[START OF PROVIDED MATERIAL]

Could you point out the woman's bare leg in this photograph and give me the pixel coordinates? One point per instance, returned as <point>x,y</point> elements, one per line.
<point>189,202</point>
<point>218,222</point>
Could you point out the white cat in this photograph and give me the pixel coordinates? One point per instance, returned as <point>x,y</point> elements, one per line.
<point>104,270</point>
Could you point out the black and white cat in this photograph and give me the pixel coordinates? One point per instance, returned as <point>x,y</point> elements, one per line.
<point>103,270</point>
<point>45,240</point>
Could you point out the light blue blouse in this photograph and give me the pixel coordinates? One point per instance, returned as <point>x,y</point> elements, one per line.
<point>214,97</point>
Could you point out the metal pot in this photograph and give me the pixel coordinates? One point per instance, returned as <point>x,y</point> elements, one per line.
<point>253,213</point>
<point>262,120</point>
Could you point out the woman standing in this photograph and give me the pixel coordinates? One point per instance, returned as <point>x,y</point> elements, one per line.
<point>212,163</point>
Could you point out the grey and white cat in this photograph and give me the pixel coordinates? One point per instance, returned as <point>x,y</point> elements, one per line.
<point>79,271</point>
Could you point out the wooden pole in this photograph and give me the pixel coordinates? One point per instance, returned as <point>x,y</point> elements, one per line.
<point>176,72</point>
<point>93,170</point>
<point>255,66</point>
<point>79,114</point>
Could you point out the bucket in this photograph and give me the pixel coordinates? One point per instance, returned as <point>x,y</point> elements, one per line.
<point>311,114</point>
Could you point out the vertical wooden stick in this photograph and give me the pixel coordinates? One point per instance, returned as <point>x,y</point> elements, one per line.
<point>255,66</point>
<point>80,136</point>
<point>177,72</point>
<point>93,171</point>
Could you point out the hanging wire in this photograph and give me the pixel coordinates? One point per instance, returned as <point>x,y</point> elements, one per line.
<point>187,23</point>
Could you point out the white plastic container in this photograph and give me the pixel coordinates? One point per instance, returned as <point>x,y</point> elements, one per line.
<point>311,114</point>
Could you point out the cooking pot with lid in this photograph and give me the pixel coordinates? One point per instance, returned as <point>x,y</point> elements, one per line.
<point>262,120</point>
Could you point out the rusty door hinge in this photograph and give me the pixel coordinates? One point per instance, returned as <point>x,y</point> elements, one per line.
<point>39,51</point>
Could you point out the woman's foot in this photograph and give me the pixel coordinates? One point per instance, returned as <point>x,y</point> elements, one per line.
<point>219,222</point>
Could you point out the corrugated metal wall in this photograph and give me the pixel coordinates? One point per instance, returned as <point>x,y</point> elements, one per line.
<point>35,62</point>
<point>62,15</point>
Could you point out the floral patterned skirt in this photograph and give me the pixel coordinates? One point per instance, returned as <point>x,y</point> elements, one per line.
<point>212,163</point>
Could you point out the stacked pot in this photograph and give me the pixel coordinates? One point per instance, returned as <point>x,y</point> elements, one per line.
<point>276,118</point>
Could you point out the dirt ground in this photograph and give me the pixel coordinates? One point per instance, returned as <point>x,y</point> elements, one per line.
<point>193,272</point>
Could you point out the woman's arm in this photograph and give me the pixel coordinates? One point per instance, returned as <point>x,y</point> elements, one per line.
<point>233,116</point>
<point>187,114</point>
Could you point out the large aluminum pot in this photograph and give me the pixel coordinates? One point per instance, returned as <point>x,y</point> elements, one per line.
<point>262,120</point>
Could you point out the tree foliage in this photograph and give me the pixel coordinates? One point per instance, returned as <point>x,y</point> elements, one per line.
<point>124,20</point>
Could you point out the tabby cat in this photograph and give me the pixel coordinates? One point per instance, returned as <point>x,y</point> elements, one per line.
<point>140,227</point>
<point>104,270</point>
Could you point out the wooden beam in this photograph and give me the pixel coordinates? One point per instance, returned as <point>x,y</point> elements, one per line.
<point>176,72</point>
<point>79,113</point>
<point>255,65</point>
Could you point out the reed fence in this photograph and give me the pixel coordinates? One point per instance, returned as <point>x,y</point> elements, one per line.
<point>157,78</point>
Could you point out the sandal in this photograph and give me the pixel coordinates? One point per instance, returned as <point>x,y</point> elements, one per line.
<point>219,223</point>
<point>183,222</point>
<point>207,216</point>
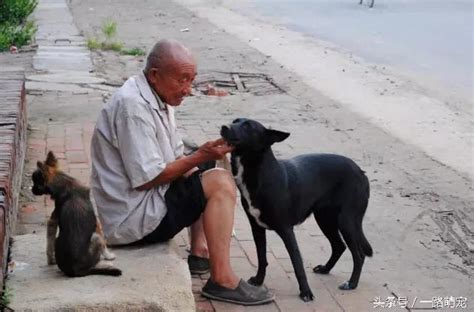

[END OF PROVIDED MATERIAL]

* **DIRECTION**: Could you write out the listing above again with every "photograph" changed to "image", keeping everything else the same and omitting the pictures?

* **COMPLETE OUTPUT**:
Could you point out the woman's bare leg in this image and give me the pixel coordinates? One point per instance, returned as <point>x,y</point> elements, one per line.
<point>189,202</point>
<point>218,222</point>
Could you point out the white cat in this image and give me the pixel coordinates? One point per instance, returned as <point>x,y</point> elements, one per line.
<point>104,270</point>
Could you point out the black and white cat in this image and give me the pixel coordinates? One point per instance, returned as <point>x,y</point> elements, one per line.
<point>103,270</point>
<point>45,240</point>
Could you point out the light blue blouse in this image and give me the pixel coordinates? One point per instance, returned as <point>x,y</point> elements, one per line.
<point>214,97</point>
Could you point out the metal pot in this image and give me the pixel coordinates? One point per instance, returned as <point>x,y</point> elements, one per line.
<point>253,213</point>
<point>262,120</point>
Could you point out the woman standing in this image and give me the pixel coordinates? One point per instance, returned as <point>x,y</point> elements, one per line.
<point>212,163</point>
Could you point out the grey and white cat in this image and give me the pixel coordinates? One point per instance, returned as <point>x,y</point> elements, one per line.
<point>79,271</point>
Could you point out the wooden pole in this image and give me the pixel coordinates? One point per instance, returned as <point>x,y</point> elements, one per line.
<point>176,72</point>
<point>93,170</point>
<point>255,66</point>
<point>79,114</point>
Could you point out the bucket in this image and give me the pixel coordinates? One point per instance, returned as <point>x,y</point> elements, one per line.
<point>311,114</point>
Could you point out the vertical wooden stick in this image and give me the pixel coordinates? One point per instance, returned as <point>x,y</point> elements, one per line.
<point>255,66</point>
<point>80,136</point>
<point>177,72</point>
<point>93,171</point>
Could you point out the hanging wire in this image and give me the pixel coordinates? One point per instance, returned as <point>x,y</point> elements, one per line.
<point>187,23</point>
Could you point out the white plastic container in this image and give me the pixel coordinates? One point per instance, returned as <point>x,y</point> elements, one per line.
<point>311,114</point>
Could you point out the cooking pot with lid in this image and give me the pixel coordinates? One point per instance, returned as <point>x,y</point> elements, one per line.
<point>262,120</point>
Could you point out the rusty door hinge in this image and give me the pixel coordinates? One point per instance, returned as <point>x,y</point> elements, one per line.
<point>39,51</point>
Could you point out the woman's foot in this image and give me the pixel coordinates? One point per instance, returned as <point>x,y</point> elements, one per line.
<point>219,222</point>
Could you point out the corrugated metal wall in this image and give me the pixel coordinates? One point per instance, returned as <point>x,y</point> elements, one per line.
<point>35,62</point>
<point>62,15</point>
Could you point out the floral patterned skirt in this image and give me the pixel coordinates? One point per instance, returned as <point>x,y</point> elements, one per line.
<point>212,163</point>
Could you point out the stacked pot in this image and give me the pixel coordinates? One point per instance, returned as <point>x,y</point> elements, one per line.
<point>276,118</point>
Could you point out the dirt ground in this image and give me the pixel coordinates? One point per instance, returned as <point>x,y</point> elements, one per line.
<point>193,272</point>
Could you point out the woman's arm in this image and give me the pixel coordinates? One point per instance, returned as <point>x,y</point> elements, one per line.
<point>233,116</point>
<point>187,114</point>
Could you point out the large aluminum pot in this image and give me the pixel coordinates? One point per instance, returned as <point>x,y</point> elements, one per line.
<point>262,120</point>
Could you point out the tree foliage in this image and give me the pixel coordinates? One point per instance, returned as <point>x,y</point> elements, one per line.
<point>124,20</point>
Could you point out the tabby cat in this image and give me the pixel coordinates? One point per instance, returned as <point>x,y</point> elements, one per line.
<point>140,227</point>
<point>104,270</point>
Could you point out the wooden beam in this image and give me the pixel coordinates? One point per instance, returned as <point>x,y</point> elements, one per line.
<point>176,72</point>
<point>79,113</point>
<point>255,65</point>
Could you point out the reed fence in this image and give me the pixel coordinates? One point per instance, returned as <point>x,y</point> elements, one per line.
<point>157,78</point>
Could you point out the sandal in this image and give me the pixel coordinates? One point per instance, returned as <point>x,y</point> elements, one per line.
<point>219,223</point>
<point>183,222</point>
<point>207,216</point>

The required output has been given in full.